• _Passage to read_:
***

The filtering from the Basic filters field applies to visualizations in all tabs
Drop-down lists included in the infographics field serve as controllers of what data is presented in a given graph and apply only to the tab they are listed under (unlike filters in the top portion of the screen that include/exclude data for all tabs).
After making the adjustments in the filter fields under the infographics, you need to press the Display button to apply the changes.
Histograms, pie charts, and area plots generated in various infographics fields of AMRcloud are interactive:
- Hovering over the graph brings a pop-up message showing the name of the data category and percentage of isolates with a given data value.
- You can change the categories displayed on the graph by clicking on their names in the legend for the corresponding graph. (This does not change relative percentages shown in the graph). E.g., you can hide cases with no data available from the view by clicking on the corresponding data category in the legend.

***

• _Record extracts_:
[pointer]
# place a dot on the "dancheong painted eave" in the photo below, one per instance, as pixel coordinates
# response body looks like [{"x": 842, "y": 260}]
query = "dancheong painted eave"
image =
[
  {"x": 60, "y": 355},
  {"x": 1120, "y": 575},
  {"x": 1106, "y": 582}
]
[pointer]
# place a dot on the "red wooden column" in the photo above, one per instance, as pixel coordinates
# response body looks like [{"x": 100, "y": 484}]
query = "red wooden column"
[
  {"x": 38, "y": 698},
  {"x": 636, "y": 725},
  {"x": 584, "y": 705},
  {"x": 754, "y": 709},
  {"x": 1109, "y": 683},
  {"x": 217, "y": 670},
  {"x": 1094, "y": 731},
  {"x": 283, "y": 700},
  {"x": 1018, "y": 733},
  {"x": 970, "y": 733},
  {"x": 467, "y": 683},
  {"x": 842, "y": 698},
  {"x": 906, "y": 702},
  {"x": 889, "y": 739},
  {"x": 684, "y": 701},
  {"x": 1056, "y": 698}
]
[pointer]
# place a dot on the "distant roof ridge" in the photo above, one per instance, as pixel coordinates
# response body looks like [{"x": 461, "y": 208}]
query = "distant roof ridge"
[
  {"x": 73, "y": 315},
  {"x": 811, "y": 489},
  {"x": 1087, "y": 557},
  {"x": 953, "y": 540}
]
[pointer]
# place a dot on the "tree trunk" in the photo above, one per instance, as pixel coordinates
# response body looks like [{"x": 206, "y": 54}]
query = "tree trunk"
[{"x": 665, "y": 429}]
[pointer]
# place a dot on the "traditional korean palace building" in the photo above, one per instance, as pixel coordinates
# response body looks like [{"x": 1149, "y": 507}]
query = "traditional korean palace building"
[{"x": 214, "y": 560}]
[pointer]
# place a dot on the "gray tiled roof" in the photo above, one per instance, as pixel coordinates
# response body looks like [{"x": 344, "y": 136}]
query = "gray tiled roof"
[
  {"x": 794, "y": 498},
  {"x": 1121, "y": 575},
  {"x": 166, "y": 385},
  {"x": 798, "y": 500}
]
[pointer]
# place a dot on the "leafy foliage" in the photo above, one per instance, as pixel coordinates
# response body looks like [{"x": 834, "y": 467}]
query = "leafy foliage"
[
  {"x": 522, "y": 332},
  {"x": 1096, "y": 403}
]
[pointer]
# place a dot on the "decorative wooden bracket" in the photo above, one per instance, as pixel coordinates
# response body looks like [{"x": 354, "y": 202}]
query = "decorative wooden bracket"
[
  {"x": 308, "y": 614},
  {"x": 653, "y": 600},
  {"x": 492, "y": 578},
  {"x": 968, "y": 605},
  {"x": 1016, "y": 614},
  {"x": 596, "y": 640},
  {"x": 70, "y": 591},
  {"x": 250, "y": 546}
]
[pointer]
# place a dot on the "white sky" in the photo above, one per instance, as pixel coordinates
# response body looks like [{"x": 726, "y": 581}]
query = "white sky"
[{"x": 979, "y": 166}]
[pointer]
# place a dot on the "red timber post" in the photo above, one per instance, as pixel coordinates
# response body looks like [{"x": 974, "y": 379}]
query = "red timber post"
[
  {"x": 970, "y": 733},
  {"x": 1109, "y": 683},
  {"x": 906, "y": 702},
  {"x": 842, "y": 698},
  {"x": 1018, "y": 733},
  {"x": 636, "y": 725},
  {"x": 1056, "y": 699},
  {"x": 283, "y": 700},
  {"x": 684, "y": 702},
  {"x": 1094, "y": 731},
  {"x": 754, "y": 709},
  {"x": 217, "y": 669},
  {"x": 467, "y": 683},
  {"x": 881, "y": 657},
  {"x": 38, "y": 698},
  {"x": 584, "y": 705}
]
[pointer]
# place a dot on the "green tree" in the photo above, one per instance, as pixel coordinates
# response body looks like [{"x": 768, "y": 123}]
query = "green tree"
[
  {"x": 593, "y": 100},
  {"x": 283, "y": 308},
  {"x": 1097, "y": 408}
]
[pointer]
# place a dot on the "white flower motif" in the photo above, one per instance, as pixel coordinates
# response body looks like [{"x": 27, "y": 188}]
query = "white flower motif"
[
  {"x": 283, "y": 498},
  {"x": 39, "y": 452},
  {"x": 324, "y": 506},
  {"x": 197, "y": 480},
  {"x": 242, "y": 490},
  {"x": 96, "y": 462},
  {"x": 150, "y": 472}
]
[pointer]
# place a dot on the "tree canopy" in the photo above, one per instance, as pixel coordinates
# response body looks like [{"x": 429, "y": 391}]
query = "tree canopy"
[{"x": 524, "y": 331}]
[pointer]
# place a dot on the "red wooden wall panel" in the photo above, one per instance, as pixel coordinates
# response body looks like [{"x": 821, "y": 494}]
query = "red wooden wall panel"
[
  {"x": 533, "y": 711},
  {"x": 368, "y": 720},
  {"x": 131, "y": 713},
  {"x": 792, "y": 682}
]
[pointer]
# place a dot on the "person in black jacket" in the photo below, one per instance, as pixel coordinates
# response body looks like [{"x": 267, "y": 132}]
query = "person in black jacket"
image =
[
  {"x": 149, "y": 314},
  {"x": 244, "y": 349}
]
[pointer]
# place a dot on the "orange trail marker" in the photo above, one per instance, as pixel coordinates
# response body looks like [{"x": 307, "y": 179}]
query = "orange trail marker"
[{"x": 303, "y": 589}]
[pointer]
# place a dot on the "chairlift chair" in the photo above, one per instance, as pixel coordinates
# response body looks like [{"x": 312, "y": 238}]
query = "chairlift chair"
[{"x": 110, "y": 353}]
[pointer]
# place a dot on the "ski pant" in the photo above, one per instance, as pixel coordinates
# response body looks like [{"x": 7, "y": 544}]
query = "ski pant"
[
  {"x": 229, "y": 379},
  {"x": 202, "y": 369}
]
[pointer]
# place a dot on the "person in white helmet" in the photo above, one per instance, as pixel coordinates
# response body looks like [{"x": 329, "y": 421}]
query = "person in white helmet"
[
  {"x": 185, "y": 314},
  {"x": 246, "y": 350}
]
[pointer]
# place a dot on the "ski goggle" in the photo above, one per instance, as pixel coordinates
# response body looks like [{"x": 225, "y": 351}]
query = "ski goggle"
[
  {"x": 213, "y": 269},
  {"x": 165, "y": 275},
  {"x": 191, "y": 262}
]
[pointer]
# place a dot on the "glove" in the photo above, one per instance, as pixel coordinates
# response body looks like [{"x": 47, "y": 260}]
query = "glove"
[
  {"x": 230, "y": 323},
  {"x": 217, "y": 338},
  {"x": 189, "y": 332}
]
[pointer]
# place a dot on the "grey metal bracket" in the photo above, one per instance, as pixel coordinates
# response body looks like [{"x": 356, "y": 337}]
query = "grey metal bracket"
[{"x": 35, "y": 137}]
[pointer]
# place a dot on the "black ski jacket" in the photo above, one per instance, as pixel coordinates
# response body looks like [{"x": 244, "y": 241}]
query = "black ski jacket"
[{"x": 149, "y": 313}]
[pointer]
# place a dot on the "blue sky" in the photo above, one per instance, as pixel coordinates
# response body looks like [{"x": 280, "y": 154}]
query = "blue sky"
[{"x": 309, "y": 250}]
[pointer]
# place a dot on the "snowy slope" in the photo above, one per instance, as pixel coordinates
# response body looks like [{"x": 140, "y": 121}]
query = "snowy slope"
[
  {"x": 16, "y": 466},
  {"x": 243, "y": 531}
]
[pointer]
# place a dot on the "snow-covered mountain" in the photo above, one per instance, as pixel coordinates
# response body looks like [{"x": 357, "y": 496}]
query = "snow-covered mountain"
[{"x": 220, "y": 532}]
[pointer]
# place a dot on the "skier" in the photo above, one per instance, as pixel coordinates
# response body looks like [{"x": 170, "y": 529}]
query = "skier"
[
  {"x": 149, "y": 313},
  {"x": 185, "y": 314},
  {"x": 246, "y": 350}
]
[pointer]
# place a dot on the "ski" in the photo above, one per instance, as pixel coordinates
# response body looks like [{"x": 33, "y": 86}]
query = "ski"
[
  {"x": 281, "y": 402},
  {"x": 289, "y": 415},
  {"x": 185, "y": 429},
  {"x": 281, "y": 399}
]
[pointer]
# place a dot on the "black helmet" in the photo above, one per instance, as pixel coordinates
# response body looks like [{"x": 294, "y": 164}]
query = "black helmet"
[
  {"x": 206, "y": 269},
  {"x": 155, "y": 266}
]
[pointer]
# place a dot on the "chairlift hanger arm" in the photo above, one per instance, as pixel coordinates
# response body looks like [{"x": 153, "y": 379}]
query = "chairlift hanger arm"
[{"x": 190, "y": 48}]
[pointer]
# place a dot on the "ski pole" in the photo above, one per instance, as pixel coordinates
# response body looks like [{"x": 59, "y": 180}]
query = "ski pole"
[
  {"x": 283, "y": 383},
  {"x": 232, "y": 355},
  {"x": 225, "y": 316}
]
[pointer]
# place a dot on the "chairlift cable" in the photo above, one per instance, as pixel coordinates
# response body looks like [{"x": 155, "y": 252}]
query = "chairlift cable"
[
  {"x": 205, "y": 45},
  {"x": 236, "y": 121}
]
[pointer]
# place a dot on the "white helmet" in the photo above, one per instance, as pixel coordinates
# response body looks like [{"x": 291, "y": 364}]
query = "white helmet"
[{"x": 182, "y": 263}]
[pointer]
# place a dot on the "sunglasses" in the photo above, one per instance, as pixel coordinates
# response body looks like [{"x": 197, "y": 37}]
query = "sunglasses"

***

• _Brief A_:
Please list every type of chart that the AMRcloud text says is interactive.
• _Brief B_:
Shorten the paragraph of the AMRcloud text that begins "Drop-down lists included in the infographics field" while keeping its main facts.
• _Brief C_:
Carry the AMRcloud text forward from its last sentence.
The data has no role in this work.

• _Answer area A_:
Histograms, pie charts, area plots

• _Answer area B_:
Drop-down lists in the infographics field control which data a graph shows and affect only their own tab. The filters at the top of the screen include or exclude data for all tabs.

• _Answer area C_:
Understanding of basic connections between loaded data and data filtering/analysis options
As mentioned earlier, the names of the headers in your imported data table will be used as the names of the basic filters in the AMRcloud analysis module. When uploading the data, you are asked to mark some of your data fields as Parameters to filter (or Filtration Columns), while others as Markers. Both will be displayed as the Basic Filters for your data. The difference is that the data fields marked as Markers in your original data table will be additionally available for selection under the Markers tab in the Infographics field; this will make it easier to plot those genetic features against the phenotypes (especially SIR categories) as well as other metadata.
Another thing to consider, if you have data on multiple genetic determinants that are known to confer resistance to a certain class of antimicrobials, it may be convenient to group them under one category (see detailed instructions in the manual for data upload).